Fundacja 'Koci Pazur'
Fundacyjne forum kociarzy z Poznania

Znalazły dom - Cacko

kotekmamrotek - Pon 11 Cze, 2018 12:23
Temat postu: Cacko
Cacko jest synkiem Błyskotki - wspominamy tutaj o kotce, gdyż to dzięki niej chłopak znalazł się u nas - na nią polowaliśmy, ale do łapki zapakowali się oboje... Cóż było robić? Miejsc nie ma, nawet na przetrzymanie pokastracyjne, ale wiadomo - kot, który raz się złapie, raczej nie zrobi tego ponownie... I tak kompletny dzikus trafił do nas. Pierwsze "dziwne" objawy jak na dzikiego kota pojawiły się jeszcze w dniu po zabiegu - ale złożyliśmy je na karb narkozy; kiedy jednak drugiego dnia kocurek zaczął kręcić piruety, by go tylko pomiziać - nie mieliśmy wątpliwości najmniejszych, że chłopak jest kompletnie oswojony!!! Zatem pojechaliśmy do firmy, na terenie której koty bytowały, by zasięgnąć języka w ich sprawie... Okazało się, że sytuacja - w miarę dobra - zmienia się o 180 stopni - magazyn, w którym kotom pozwalano przebywać zimą, zostaje wyburzony; dodatkowo dyrekcji nie bardzo podobają się ślady kocich łapek na wypasionych limuzynach... Karmiciele będą przeszczęśliwi, jeśli kocurkowi znajdziemy dom - mówili tak ze łzami w oczach, bo sami nie mogli dać mu domu... I tak Cacuszko znalazł się u nas - i czeka na domek:)*






Cacko na ZDJĘCIACH.

* nie chcieliśmy rozdzielać mamy i synka - ale niestety Błyskotce nie bardzo pasowało już towarzystwo latorośli, co zresztą potwierdzili karmiciele... Zatem oboje szukają domu osobno.

agula.s - Pon 11 Cze, 2018 12:54

Alez cudo.😄Te oczyska...
misiosoft - Pon 11 Cze, 2018 13:15

miałam okazje poznać Cacko w sobotę - on jest taki malutki, drobniutki i taki trochę gremlin ::
MISIEK - Pon 11 Cze, 2018 14:19

jakie cudne oczęta...i ja ich nie widziałam ;-(
kikin - Pon 11 Cze, 2018 14:24

Cacko jest CUDNY :serce: :serce: :serce: :serce:
misiosoft - Pon 11 Cze, 2018 14:50

na tym pierwszym zdjęciu ma oczy kota ze Shreka ::
zuzk - Pon 11 Cze, 2018 16:18

PRAWDZIWE CACKO :)
--------------------------------
ZADANIE PISEMNE 1 » Proszę przepisać bez żadnych zmian wszystkie wiersze listingu zamieszczonego poniżej, pomijając w odpowiedzi obrazy.
--------------------------------
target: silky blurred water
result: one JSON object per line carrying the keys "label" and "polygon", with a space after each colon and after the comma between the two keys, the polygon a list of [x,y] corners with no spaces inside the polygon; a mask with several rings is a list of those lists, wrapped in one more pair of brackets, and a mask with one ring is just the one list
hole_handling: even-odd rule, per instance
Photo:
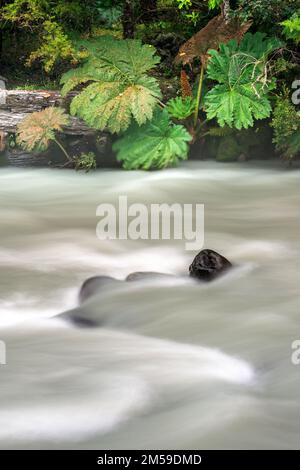
{"label": "silky blurred water", "polygon": [[[2,168],[0,447],[300,448],[299,184],[274,164]],[[196,252],[184,240],[99,241],[96,207],[119,195],[205,204],[205,247],[235,268],[202,285],[185,277]],[[86,278],[133,271],[177,276],[76,309]]]}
--------------------------------
ZADANIE PISEMNE 2 » Czyim synkiem jest Cacko według fragmentu tekstu?

WYNIK ZADANIA 1 »
target: silky blurred water
result: one JSON object per line carrying the keys "label" and "polygon", with a space after each colon and after the comma between the two keys, the polygon a list of [x,y] corners with no spaces inside the polygon; a mask with several rings is a list of those lists, wrapped in one more pair of brackets, and a mask with one ring is just the one list
hole_handling: even-odd rule, per instance
Photo:
{"label": "silky blurred water", "polygon": [[[2,168],[0,447],[300,448],[299,184],[274,164]],[[196,252],[184,240],[99,241],[96,207],[119,195],[205,204],[205,247],[235,268],[202,285],[185,277]],[[86,278],[133,271],[177,276],[76,309]]]}

WYNIK ZADANIA 2 » Cacko jest synkiem kotki Błyskotki.